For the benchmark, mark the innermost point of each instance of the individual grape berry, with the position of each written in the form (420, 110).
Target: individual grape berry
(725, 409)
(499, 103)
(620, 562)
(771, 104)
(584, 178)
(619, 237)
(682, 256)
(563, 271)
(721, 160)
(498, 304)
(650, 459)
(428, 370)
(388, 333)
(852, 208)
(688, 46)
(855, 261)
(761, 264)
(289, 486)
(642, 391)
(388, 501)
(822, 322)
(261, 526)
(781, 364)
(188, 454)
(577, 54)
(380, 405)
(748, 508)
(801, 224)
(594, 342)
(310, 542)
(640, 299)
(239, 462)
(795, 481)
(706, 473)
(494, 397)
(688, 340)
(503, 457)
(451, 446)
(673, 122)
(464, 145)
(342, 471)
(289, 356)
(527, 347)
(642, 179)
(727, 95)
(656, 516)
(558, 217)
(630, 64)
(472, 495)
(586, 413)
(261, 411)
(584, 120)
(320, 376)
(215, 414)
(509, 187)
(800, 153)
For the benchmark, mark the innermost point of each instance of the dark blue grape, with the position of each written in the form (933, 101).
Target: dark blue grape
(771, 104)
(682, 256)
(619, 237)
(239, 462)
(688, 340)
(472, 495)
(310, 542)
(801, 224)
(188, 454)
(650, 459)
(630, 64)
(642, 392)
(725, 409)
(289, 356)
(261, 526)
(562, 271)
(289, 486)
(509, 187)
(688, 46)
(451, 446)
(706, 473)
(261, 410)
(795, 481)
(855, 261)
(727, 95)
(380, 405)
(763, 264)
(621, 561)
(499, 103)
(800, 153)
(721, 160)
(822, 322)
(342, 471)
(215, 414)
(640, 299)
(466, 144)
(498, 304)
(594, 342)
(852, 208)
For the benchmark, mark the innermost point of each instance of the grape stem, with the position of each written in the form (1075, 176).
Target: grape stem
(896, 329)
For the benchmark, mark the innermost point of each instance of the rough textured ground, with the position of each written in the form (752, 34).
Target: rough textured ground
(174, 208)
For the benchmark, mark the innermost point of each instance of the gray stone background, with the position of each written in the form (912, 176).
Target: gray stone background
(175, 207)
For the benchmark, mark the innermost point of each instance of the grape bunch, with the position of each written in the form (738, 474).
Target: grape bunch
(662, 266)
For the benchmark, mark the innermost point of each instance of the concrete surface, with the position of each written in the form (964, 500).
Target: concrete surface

# Job
The records above need to be transcribed in full. Keep every character unchanged.

# Answer for the task
For the benchmark, mark the innermost point of each instance of the individual grape berry, with the position of each written in the form (420, 110).
Target: individual grape berry
(725, 409)
(499, 103)
(620, 562)
(771, 104)
(584, 178)
(619, 237)
(682, 256)
(563, 271)
(721, 160)
(498, 304)
(650, 459)
(428, 370)
(388, 333)
(852, 208)
(688, 46)
(855, 261)
(761, 264)
(289, 486)
(642, 391)
(388, 501)
(822, 322)
(261, 526)
(781, 364)
(188, 454)
(577, 54)
(380, 405)
(748, 508)
(801, 224)
(594, 342)
(310, 542)
(640, 299)
(239, 462)
(795, 481)
(706, 473)
(494, 397)
(688, 340)
(503, 457)
(451, 446)
(673, 122)
(464, 145)
(342, 471)
(289, 356)
(527, 347)
(642, 179)
(727, 95)
(656, 516)
(558, 217)
(630, 64)
(472, 495)
(586, 413)
(261, 411)
(584, 120)
(320, 376)
(215, 414)
(509, 187)
(800, 153)
For the benchmark, mark the innermost point of each instance of the dark blue grape, with the position of each written in the form (933, 101).
Target: dark blue grape
(771, 104)
(682, 256)
(619, 237)
(239, 462)
(688, 340)
(472, 495)
(310, 542)
(801, 224)
(188, 454)
(650, 459)
(630, 64)
(642, 392)
(725, 409)
(289, 356)
(261, 526)
(562, 271)
(289, 486)
(509, 187)
(688, 46)
(451, 446)
(706, 473)
(261, 410)
(795, 481)
(855, 261)
(727, 95)
(380, 405)
(763, 264)
(621, 561)
(499, 103)
(800, 153)
(721, 160)
(822, 322)
(342, 471)
(215, 414)
(640, 299)
(466, 144)
(498, 304)
(594, 342)
(852, 208)
For the benchmark, mark the innermost point of each instance of the grape stem, with the position of each written in the form (1075, 176).
Target: grape stem
(896, 329)
For the benchmark, mark the innermost point of each instance of the rough textured ground, with the position of each written in the form (752, 34).
Target: rough textured ground
(174, 208)
For the benchmark, mark the innermost point of each instance of the gray stone background, with the position of each written in the form (912, 176).
Target: gray stone background
(175, 207)
For the benchmark, mark the innermost point of each instance of the grape bunch, with the position of each written in the form (738, 474).
Target: grape bunch
(662, 266)
For the benchmark, mark the innermost point of each instance of the concrete surface, with the position of each written in the form (964, 500).
Target: concrete surface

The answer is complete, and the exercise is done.